Segment Start: Available records

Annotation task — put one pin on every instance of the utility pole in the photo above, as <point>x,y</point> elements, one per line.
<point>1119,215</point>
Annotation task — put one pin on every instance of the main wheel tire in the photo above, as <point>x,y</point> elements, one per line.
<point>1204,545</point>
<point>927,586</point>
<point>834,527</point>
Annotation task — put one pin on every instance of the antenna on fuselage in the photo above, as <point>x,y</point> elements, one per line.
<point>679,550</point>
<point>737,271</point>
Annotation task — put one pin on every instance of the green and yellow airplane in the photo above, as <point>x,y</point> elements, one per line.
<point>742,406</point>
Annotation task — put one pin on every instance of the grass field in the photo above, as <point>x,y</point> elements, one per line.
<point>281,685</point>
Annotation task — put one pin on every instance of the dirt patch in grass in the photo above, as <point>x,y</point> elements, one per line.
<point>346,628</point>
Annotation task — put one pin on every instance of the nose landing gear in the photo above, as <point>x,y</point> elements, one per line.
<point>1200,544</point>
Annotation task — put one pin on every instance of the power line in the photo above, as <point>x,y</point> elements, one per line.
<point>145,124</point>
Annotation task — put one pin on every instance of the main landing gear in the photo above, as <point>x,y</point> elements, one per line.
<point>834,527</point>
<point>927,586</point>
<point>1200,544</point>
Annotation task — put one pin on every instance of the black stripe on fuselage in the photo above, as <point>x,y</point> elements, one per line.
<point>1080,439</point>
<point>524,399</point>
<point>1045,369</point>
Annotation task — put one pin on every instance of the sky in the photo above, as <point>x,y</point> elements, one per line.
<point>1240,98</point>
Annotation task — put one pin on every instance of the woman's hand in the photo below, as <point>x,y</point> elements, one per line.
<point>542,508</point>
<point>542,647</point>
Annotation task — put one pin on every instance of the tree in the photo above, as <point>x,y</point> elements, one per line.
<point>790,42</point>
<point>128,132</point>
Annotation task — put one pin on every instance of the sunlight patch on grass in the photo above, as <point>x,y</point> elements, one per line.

Segment End: Available records

§ **What you have to do**:
Each entry above needs to be output exactly as written.

§ **Reply**:
Annotation task — put one pin on every instance of the utility pole in the photo above, as <point>x,y</point> elements, one per line.
<point>1119,215</point>
Annotation task — put one pin on every instance of the main wheel tire in the photo above, as <point>x,y</point> elements, one per line.
<point>1204,545</point>
<point>927,586</point>
<point>834,527</point>
Annotation task — put one pin on every instance of the antenna on fuselage in the photo above, as <point>x,y</point> elements, one per line.
<point>679,550</point>
<point>737,271</point>
Annotation task — put one pin on every instance of the green and yellow airplane in the photo above, as <point>x,y</point> elements, one per line.
<point>742,406</point>
Annotation task — put one pin on every instance of the grass field in the photo above, as <point>x,y</point> elements, one per line.
<point>281,685</point>
Annotation task — put one pin on every instance of the dirt patch in grass in the photo above, as <point>x,y</point> elements, one per line.
<point>346,628</point>
Annotation task — put one pin on every instance of the nose landing gear in the photo above, as <point>x,y</point> elements, one per line.
<point>1200,544</point>
Annotation task — put one pin on every instance of the power line in the photo above, as <point>x,y</point> elements, one per line.
<point>145,124</point>
Annotation task — put one pin on every instance of the main landing gear in the photo above, as <point>x,y</point> elements, one per line.
<point>834,527</point>
<point>927,586</point>
<point>1200,544</point>
Annotation task — put one pin on every instance of the black stripe on fuselage in the photo above, as <point>x,y</point> elements, one per line.
<point>1080,439</point>
<point>524,399</point>
<point>1045,369</point>
Annotation task — put one pin on every instance of the sky in the photo above, as <point>x,y</point> elements, one per line.
<point>1240,98</point>
Annotation task — put one pin on every instance of the woman's hand in the photo below, as <point>x,y</point> elements, one per line.
<point>542,508</point>
<point>542,647</point>
Annotation task — put one pin on every instance of the tree in the photo above, as <point>x,y</point> elements, one per line.
<point>790,42</point>
<point>128,132</point>
Annotation task — put one pin on every instance of the sunlight patch on grass in the photo above, as <point>x,y</point> elements, one per line.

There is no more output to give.